───── SOURCE DATA

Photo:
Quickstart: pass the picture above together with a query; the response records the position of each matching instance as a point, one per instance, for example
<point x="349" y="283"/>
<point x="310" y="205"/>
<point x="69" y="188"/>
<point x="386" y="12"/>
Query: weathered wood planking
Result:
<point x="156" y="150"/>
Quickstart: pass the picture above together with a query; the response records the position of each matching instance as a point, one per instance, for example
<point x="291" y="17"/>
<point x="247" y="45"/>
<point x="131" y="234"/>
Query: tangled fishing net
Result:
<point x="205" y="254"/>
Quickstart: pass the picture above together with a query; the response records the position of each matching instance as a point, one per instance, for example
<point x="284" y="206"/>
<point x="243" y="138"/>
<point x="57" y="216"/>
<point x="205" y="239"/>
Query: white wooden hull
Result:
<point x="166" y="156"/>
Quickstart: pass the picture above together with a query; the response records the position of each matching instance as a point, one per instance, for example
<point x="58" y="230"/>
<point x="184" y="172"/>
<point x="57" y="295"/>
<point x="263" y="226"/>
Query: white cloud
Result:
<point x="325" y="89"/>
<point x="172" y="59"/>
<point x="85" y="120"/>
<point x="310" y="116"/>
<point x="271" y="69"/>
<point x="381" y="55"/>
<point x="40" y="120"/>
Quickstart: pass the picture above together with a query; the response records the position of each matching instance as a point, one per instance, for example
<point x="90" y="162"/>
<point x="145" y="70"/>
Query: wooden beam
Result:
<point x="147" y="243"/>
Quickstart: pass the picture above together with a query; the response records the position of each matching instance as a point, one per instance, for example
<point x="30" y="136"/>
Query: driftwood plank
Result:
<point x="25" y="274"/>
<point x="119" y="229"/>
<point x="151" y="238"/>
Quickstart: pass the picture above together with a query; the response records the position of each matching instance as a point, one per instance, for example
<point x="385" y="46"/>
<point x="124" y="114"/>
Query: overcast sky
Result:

──────────

*EXERCISE DESCRIPTION*. Make an exact copy of all the data.

*TASK SOLUTION*.
Photo:
Quickstart: pass the picture above together with a query; the response records the position of each matching instance as a point, one per instance, for example
<point x="349" y="283"/>
<point x="310" y="205"/>
<point x="69" y="188"/>
<point x="386" y="12"/>
Query: weathered wood planking
Result:
<point x="156" y="150"/>
Quickstart: pass the picture above together with a query; the response records the position of each matching instance as a point, one per instance, for example
<point x="291" y="17"/>
<point x="247" y="45"/>
<point x="131" y="234"/>
Query: tangled fishing net
Result:
<point x="205" y="254"/>
Quickstart: pass the picture above together with a query; the response records the position of each matching instance as a point, one per instance, for example
<point x="284" y="206"/>
<point x="243" y="138"/>
<point x="57" y="216"/>
<point x="205" y="239"/>
Query: white wooden hull
Result:
<point x="166" y="156"/>
Quickstart: pass the picture above together with a query; the response records the position of each matching instance as a point, one per instance, for example
<point x="58" y="230"/>
<point x="184" y="172"/>
<point x="57" y="295"/>
<point x="263" y="226"/>
Query: white cloud
Result:
<point x="325" y="89"/>
<point x="172" y="59"/>
<point x="85" y="120"/>
<point x="310" y="116"/>
<point x="271" y="69"/>
<point x="381" y="55"/>
<point x="40" y="120"/>
Quickstart: pass the picture above together with a query; the response records the position of each matching instance as a point, one per instance, for example
<point x="90" y="162"/>
<point x="145" y="70"/>
Query: wooden beam
Result:
<point x="147" y="243"/>
Quickstart: pass the picture above together with a query; the response records the position of each matching instance as a point, one per instance, for example
<point x="30" y="136"/>
Query: driftwood plank
Result:
<point x="25" y="274"/>
<point x="119" y="229"/>
<point x="151" y="238"/>
Quickstart: pass the picture above together with a query; the response records the position of each matching instance as a point, one per instance, for example
<point x="385" y="46"/>
<point x="124" y="114"/>
Query: overcast sky
Result:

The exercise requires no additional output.